BEGIN Source passage
Fig. 4. Glycosylation on T553 and S554 is important for GREB1 stabilization of ERα.

(A) Schematic of ESR1 WT construct (ERα-WT) or mutated construct (ERα-2M). (B) ERα-WT and ERα-2M expressed by HEK293T (left) were analyzed for DNA binding capability by electrophoretic mobility shift assay (EMSA) (right panel). (C and D) MCF7-WT cells (C) and GREB1-KO cells (D) were transduced with Vec, ERα-WT, or ERα-2M construct and subsequently treated with CHX. (E) HEK293T cells were transfected with GREB1 alongside either ERα-WT or ERα-2M constructs, and FLAG pulldown was performed. Two replicates (Rep.) were analyzed together on Western blot. (F and G) MCF7 cells were transfected with either control siRNA (siControl) or XBP1 siRNA (siXBP1). Cells were treated with or without E₂ for 24 hours and subsequently subjected to a CHX chase assay. Levels of indicated proteins were analyzed by Western blot (F), and the amount of the remaining ERα after CHX treatment was analyzed by densitometry quantification (G). n = 3, **P < 0.01 by t test.

Fig. 5. GREB1 stabilizes ERα by limiting binding of the ubiquitin ligase ZNF598.

(A to E) MCF7-WT or GREB1-KO cells were transduced with FLAG-ERα, and FLAG pulldown was performed. Eluates were analyzed by MS. The number of peptide reads for ERα (A) and GREB1 (B) was examined as controls. The number of peptide reads for ubiquitin (C), unique or common interactors (D), and ZNF598 (E) from MCF7-WT and GREB1-KO was illustrated. (F) FLAG pulldown was performed to MCF7-WT or GREB1-KO cells transduced with ERα-WT or ERα-2M. (G) Densitometry analysis of ZNF598 bands from the Western blot in (F) for corresponding lanes. n = 3; ***P < 0.005 by one-way ANOVA.
END Source passage
BEGIN Material provided
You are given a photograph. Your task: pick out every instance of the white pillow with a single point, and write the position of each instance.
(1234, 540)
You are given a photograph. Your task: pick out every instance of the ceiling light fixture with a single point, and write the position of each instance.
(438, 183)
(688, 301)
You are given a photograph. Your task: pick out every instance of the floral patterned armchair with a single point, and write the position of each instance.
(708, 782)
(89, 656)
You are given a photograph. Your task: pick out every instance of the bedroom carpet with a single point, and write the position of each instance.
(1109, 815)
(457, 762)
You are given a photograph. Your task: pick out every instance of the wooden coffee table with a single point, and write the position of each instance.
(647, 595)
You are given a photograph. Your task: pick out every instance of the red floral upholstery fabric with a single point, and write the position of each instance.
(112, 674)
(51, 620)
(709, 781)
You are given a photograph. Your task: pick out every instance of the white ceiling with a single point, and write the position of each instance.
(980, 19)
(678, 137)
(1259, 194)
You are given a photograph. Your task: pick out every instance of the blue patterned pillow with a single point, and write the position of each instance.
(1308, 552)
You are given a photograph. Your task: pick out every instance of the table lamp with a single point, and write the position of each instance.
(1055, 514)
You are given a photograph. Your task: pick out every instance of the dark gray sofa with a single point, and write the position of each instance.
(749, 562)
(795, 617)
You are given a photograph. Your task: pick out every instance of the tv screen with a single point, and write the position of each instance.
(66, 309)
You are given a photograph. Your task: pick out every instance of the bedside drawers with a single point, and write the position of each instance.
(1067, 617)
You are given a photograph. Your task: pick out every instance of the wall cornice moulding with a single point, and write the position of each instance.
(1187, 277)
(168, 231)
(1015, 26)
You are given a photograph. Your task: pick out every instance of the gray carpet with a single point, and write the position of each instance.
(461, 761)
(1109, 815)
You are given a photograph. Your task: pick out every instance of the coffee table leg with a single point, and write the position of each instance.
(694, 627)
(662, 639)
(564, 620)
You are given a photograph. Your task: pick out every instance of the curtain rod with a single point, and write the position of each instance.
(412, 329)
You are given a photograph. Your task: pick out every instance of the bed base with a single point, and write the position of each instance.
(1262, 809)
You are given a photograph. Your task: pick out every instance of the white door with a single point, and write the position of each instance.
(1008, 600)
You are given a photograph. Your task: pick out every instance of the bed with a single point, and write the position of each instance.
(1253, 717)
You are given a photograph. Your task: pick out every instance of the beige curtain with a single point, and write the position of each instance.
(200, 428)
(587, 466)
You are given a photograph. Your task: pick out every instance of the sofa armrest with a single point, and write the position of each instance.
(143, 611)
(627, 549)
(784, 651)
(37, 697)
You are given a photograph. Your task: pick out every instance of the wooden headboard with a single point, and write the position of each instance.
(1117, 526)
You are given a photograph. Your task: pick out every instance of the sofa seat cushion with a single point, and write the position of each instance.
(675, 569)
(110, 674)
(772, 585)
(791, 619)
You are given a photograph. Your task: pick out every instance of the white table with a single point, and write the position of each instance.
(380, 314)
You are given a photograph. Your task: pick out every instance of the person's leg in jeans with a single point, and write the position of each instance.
END Material provided
*Exercise aim*
Rewrite the figure legend starting at "(A to E) MCF7-WT" and ending at "by one-way ANOVA.", substituting "pull-down" for "pulldown". The items have nothing to do with the figure legend.

*Output of the exercise*
(A to E) MCF7-WT or GREB1-KO cells were transduced with FLAG-ERα, and FLAG pull-down was performed. Eluates were analyzed by MS. The number of peptide reads for ERα (A) and GREB1 (B) was examined as controls. The number of peptide reads for ubiquitin (C), unique or common interactors (D), and ZNF598 (E) from MCF7-WT and GREB1-KO was illustrated. (F) FLAG pull-down was performed to MCF7-WT or GREB1-KO cells transduced with ERα-WT or ERα-2M. (G) Densitometry analysis of ZNF598 bands from the Western blot in (F) for corresponding lanes. n = 3; ***P < 0.005 by one-way ANOVA.